- Extract to read

★ ★ ★ ★ ★ ★ ★

CSUF University Police to participate in the Pink Patch Project for Breast Cancer Awareness Month

In Campus News, News
A cartoon illustration of CSUF depicting a pink elephant and University Police badge in front of the school to show support for Breast Cancer Awareness Month.
(Danielle Evangelista / Daily Titan)

University Police officers, staff and community service officers will begin wearing pink badges, undershirts and ribbons to bring public awareness to the national breast cancer awareness campaign called The Pink Patch Project starting Oct. 1.

This will be the University Police department’s first official year participating in the project. The department will also fundraise on campus for City of Hope, a cancer research and treatment organization, by selling pink CSUF PD patches and pink T-shirts displaying an emblematic badge and breast cancer awareness symbols tying it to the department, according to Officer Katie Cappuccio, the pink patch program leader within the CSUF police department.

★ ★ ★ ★ ★ ★ ★

- What this exercise asks
1) In the Pink Patch Project article, which organization will the University Police department fundraise for on campus?
2) Carry the Pink Patch Project article forward from its final sentence.

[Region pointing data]
★ ★ ★ ★ ★ ★ ★

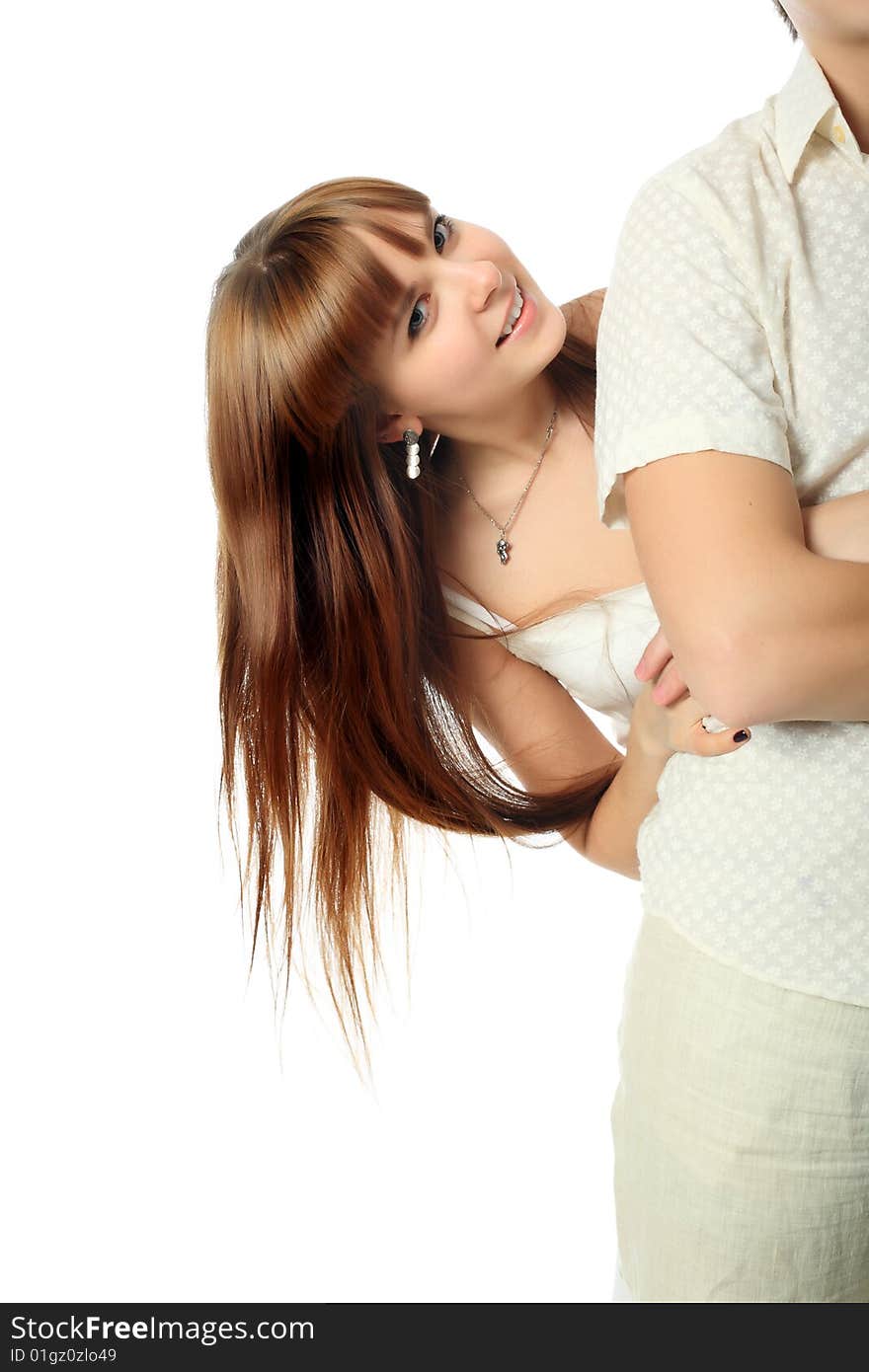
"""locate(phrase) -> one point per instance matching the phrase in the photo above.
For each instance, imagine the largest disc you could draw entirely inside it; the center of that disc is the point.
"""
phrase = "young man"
(734, 384)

★ ★ ★ ★ ★ ★ ★

- Set of answers
1) City of Hope, a cancer research and treatment organization.

2)
The patches will cost $10 and T-shirts will be $20, and they will be sold throughout October.

Officer Cappuccio said City of Hope services have personally benefited a close friend of hers.

“(My friend) got pregnant and started seeing some different changes in her body and thought it was just because she was pregnant. That eventually led to a miscarriage and more symptoms in her breasts. She finally said, ‘This isn’t right. Something’s not right,’” Cappuccio said.

Cappuccio said the City of Hope doctors started her friend’s chemo right away and completed her double mastectomy in August.

“She was the driving force in my mind this year,” Cappuccio said.

In 2018, there has been a record of 2.1 million cases of breast cancer which contributed to an estimated total of 9.6 million cancer-related deaths worldwide. Globally, about 1 in 6 deaths is due to cancer, according to 2018 statistics from the World Health Organization.

“I have had four or five family members that have all died from different types of cancer. Some of those were more brutal than others. I watched my grandfather, who was my idol growing up, this big burly guy, broken down to nothing,” said University Police Capt. Scot Willey.

The Pink Patch Project emphasizes the importance of early detection and genetic screening, according to the City of Hope website.

Cappuccio said cancer is a fast-acting disease and that without awareness, conversation and teaching individuals to look for signs, “a lot of times it shows up and is past a point of fixing it.”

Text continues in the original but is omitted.